• **DIRECTIONS FOR THIS TASK**: Reproduce precisely the lines of the listing below, starting with the line that contains "Where can the white lab" and stopping after the line that contains "Target: white lab coat"; include nothing else.

---- INPUT DATA

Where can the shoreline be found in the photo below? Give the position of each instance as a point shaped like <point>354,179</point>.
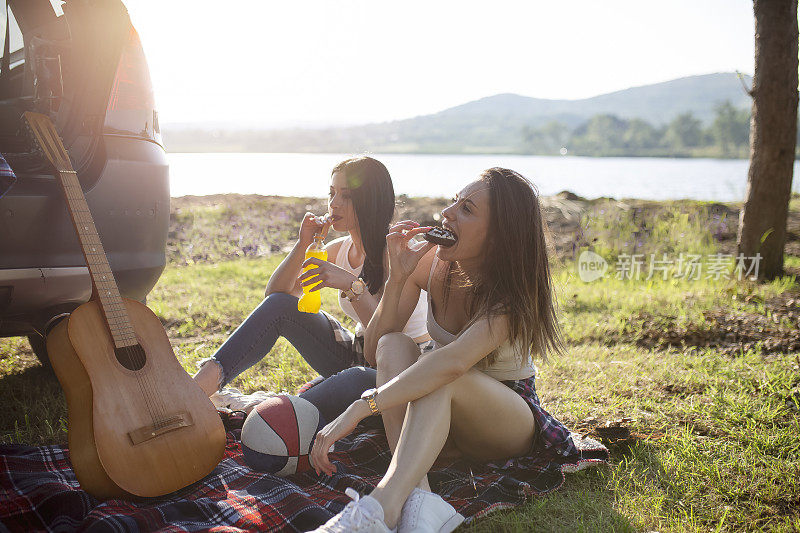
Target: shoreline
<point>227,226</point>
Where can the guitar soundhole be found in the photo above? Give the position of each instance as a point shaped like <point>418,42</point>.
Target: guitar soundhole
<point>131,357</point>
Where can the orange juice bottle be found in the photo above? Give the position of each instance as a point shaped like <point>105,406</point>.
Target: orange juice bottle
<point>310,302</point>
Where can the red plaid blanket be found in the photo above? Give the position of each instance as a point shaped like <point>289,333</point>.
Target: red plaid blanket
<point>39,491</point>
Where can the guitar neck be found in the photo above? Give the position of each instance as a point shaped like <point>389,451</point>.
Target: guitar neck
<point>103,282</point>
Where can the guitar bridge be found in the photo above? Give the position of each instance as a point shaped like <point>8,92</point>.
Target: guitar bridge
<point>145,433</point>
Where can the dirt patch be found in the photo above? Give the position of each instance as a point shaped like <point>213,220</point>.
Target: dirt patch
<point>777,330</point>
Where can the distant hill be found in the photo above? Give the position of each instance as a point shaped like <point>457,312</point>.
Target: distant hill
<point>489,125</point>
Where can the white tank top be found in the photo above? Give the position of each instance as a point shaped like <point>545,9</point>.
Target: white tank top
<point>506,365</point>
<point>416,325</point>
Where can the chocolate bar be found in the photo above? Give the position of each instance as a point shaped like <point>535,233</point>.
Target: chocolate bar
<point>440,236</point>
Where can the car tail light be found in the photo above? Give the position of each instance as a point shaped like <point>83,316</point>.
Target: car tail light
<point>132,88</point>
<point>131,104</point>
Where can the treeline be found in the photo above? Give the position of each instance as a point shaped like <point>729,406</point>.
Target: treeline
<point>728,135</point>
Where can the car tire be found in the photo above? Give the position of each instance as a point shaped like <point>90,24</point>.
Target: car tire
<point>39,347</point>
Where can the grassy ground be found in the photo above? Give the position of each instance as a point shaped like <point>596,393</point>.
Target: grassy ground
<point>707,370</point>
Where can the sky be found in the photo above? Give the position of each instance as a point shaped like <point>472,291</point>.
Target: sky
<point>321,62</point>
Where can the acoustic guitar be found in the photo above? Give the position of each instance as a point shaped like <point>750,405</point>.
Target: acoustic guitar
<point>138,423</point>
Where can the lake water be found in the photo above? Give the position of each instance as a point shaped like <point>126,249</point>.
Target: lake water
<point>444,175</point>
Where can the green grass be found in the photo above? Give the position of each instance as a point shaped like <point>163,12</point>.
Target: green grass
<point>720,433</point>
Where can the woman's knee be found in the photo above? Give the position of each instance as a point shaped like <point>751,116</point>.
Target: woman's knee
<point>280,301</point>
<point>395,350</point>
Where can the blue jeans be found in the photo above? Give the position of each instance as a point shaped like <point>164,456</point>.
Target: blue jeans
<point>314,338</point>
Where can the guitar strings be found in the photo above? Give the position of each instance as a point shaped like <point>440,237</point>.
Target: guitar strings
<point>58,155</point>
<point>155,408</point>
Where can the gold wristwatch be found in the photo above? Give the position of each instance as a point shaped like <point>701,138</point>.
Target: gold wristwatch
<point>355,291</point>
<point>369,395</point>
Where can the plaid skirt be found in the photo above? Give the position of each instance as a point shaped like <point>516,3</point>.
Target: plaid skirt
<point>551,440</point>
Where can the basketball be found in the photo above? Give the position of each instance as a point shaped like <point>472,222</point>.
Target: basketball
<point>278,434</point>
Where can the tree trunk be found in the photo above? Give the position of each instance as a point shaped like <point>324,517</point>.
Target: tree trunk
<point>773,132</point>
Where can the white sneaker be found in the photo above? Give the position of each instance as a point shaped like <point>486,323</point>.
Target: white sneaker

--------
---- INPUT DATA

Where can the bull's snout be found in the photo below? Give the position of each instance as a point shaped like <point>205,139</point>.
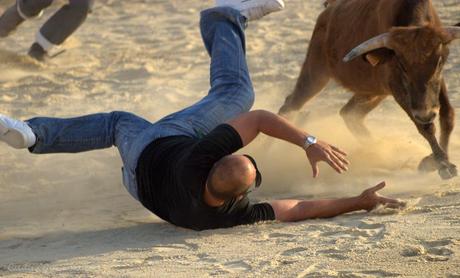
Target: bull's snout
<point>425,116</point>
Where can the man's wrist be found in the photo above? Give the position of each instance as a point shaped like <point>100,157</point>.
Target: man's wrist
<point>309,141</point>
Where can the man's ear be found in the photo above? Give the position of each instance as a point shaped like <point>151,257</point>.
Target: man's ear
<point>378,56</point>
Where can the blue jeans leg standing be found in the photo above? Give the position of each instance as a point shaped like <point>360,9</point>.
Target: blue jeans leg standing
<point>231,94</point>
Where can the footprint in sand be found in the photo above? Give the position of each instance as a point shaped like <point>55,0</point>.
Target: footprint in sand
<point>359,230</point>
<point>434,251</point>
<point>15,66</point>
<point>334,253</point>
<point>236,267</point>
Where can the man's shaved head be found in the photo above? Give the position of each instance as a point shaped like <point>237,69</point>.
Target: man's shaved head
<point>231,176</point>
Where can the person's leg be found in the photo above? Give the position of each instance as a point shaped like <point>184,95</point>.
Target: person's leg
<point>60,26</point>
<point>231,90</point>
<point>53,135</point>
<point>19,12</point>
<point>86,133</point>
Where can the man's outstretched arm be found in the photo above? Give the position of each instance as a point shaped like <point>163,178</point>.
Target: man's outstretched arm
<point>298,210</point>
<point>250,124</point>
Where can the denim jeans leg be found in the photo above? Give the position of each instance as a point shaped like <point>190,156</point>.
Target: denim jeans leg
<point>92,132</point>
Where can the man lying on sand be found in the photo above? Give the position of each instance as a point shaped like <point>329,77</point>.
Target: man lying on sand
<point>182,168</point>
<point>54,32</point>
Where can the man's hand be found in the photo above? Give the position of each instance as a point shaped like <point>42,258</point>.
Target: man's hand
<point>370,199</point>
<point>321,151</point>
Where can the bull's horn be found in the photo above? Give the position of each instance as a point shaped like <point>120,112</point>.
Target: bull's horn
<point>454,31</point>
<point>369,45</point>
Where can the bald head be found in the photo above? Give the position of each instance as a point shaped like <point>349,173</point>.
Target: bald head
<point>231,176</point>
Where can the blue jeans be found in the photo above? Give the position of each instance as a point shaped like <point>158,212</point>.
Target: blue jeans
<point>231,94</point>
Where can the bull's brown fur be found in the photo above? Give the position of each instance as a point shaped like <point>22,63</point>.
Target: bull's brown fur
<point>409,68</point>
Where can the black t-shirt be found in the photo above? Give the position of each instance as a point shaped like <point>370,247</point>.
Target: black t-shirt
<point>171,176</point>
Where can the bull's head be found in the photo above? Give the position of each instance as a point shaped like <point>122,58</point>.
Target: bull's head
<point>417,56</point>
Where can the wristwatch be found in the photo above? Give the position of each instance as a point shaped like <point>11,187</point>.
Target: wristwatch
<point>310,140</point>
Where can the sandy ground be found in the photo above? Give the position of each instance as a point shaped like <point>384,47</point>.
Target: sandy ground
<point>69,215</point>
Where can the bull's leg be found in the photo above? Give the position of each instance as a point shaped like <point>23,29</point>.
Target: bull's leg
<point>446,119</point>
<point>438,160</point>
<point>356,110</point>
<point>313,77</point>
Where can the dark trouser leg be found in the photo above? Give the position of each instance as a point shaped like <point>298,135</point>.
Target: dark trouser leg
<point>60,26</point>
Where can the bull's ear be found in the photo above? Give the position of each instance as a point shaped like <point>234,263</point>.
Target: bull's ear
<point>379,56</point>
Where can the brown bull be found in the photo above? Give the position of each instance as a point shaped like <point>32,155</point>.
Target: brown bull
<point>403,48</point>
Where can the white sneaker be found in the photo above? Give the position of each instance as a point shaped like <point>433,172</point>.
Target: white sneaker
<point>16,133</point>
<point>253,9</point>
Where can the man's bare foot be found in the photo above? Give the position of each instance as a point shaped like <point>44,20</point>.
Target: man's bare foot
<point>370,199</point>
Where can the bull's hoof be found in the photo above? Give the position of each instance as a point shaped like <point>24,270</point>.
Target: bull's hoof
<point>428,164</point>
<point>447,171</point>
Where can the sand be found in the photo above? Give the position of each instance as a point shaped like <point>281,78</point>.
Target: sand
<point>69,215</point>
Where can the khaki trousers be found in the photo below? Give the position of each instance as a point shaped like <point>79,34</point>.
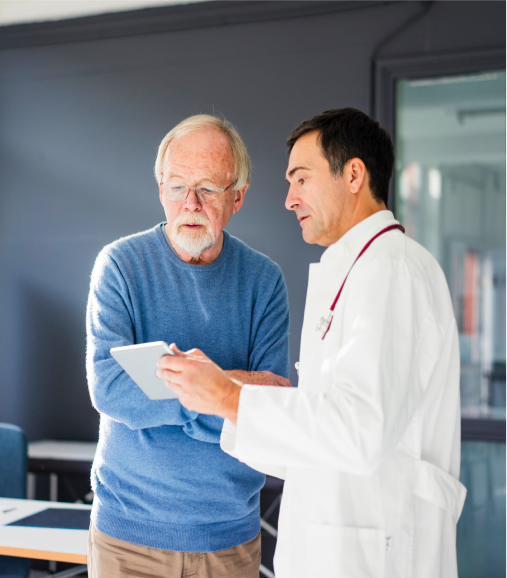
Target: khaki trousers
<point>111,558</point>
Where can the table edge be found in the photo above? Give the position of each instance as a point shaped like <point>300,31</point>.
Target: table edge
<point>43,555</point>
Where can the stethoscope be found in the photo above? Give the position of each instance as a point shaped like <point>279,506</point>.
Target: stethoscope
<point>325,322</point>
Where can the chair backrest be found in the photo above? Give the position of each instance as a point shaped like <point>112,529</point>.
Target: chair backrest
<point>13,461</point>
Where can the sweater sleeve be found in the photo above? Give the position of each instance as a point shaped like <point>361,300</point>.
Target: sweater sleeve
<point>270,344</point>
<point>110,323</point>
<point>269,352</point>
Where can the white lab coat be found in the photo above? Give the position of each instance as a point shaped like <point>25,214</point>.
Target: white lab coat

--------

• **OUTPUT BELOW**:
Where can the white lab coat be found in the photo above? Give the position of each instance as a point shaped like <point>25,214</point>.
Target: white lab coat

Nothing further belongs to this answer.